**TASK BRIEF:**
Reproduce word for word everything in the entries below, from the line containing "the wind farm" down to the line containing "[[300, 183]]", with both of those lines included.

**DATA SUPPLIED:**
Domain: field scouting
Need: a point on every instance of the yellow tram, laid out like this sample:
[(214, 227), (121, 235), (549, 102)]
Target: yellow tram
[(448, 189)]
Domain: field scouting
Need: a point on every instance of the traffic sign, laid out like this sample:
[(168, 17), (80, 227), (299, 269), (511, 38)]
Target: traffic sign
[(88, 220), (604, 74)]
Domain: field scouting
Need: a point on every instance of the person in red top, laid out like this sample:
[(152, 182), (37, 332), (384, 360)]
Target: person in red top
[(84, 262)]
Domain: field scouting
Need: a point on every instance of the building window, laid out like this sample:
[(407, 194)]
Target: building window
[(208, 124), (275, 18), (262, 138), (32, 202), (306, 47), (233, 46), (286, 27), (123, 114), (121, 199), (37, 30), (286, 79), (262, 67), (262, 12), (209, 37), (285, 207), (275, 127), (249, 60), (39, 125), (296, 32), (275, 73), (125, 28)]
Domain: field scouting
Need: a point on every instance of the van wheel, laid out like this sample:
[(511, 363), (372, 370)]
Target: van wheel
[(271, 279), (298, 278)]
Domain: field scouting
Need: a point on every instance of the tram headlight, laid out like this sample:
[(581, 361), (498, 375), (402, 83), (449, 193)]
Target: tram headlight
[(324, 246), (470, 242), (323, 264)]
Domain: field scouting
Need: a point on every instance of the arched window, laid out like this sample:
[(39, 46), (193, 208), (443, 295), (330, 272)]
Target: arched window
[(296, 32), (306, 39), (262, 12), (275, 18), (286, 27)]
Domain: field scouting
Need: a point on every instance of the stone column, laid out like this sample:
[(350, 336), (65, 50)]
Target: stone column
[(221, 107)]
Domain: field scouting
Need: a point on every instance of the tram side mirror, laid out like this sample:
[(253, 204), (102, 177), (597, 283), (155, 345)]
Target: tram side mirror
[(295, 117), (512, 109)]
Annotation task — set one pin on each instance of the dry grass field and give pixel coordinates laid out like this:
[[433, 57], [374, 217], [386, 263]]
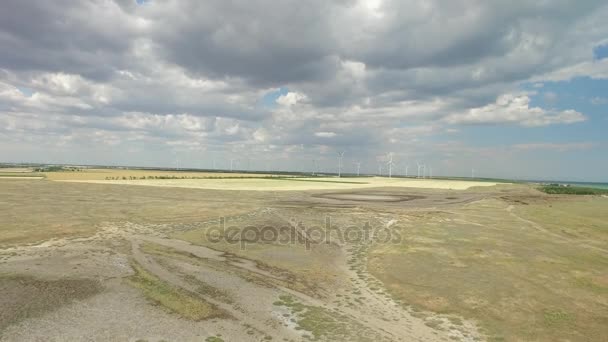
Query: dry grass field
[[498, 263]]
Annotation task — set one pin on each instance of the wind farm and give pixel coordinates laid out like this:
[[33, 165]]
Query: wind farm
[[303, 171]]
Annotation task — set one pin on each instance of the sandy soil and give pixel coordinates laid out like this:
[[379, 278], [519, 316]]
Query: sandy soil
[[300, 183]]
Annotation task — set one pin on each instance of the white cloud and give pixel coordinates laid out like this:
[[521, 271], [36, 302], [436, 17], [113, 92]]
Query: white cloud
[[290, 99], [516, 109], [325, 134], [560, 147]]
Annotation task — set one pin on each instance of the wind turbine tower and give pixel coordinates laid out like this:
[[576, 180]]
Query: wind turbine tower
* * *
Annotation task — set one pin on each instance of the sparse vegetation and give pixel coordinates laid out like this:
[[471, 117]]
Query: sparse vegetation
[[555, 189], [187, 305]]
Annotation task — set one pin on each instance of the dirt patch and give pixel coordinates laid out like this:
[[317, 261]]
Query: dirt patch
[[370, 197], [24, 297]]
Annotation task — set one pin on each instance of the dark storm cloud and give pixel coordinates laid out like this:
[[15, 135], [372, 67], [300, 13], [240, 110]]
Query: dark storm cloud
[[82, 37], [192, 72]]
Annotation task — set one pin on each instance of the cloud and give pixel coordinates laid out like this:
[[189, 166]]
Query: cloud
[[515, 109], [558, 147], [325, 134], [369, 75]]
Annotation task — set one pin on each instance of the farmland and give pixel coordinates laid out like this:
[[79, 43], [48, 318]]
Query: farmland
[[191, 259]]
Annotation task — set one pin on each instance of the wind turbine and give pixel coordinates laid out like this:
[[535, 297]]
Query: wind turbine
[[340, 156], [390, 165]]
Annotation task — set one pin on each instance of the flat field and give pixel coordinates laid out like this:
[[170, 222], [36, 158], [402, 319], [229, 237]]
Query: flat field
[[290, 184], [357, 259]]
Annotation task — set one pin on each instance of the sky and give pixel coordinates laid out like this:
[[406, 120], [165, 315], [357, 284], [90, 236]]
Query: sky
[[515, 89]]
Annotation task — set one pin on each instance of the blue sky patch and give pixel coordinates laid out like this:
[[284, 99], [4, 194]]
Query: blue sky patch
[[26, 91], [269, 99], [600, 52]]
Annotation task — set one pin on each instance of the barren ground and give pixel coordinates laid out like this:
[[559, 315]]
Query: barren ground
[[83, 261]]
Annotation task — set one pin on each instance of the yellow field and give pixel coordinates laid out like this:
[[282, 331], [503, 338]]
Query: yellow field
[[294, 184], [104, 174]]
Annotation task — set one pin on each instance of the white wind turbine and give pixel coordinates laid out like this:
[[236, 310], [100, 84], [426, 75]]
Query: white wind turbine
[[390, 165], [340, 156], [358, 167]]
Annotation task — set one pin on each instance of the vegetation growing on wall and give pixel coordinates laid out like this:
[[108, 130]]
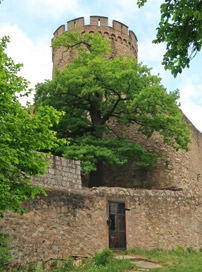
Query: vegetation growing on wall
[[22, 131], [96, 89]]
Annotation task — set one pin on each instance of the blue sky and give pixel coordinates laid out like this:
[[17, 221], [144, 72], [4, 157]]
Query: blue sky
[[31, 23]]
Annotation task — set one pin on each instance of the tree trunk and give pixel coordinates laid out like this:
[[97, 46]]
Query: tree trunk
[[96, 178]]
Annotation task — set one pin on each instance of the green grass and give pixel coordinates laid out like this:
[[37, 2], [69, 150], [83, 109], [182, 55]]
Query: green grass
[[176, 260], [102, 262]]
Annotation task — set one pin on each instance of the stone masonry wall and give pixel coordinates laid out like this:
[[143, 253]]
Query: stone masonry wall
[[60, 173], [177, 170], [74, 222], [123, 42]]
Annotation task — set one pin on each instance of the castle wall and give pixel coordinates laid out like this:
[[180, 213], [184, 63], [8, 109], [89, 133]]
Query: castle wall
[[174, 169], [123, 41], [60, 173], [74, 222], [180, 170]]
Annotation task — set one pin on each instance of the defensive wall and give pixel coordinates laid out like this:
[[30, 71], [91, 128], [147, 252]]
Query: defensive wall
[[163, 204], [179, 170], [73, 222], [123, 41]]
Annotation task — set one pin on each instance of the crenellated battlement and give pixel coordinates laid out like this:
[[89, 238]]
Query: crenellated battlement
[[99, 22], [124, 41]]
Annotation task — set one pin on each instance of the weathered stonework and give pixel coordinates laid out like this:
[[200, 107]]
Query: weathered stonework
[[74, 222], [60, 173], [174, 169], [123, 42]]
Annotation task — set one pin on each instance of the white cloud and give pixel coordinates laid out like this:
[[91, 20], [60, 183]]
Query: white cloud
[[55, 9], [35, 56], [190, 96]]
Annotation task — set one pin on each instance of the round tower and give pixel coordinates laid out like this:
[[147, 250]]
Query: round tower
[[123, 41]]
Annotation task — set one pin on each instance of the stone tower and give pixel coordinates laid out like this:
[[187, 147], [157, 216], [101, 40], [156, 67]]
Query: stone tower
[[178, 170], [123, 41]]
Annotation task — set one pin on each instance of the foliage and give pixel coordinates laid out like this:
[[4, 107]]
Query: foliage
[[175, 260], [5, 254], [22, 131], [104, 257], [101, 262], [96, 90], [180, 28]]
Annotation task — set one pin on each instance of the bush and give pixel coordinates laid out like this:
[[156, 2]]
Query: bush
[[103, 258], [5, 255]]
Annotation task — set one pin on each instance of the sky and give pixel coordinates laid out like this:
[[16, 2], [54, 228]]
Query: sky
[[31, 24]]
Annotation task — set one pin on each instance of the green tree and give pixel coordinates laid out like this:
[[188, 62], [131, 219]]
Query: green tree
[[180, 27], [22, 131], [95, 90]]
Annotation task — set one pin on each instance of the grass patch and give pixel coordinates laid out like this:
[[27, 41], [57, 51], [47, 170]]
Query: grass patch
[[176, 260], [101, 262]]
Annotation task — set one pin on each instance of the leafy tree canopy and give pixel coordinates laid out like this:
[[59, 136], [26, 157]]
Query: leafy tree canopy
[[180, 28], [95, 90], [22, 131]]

**SOLUTION:**
Annotation task — set one pin on each instance of the wind farm and give pixel coordinates laid out like this:
[[33, 165]]
Query: wind farm
[[303, 171]]
Annotation task — set one pin on each instance of the sandy soil and give pixel coordinates laid out like this:
[[379, 278], [519, 316]]
Query: sandy soil
[[300, 183]]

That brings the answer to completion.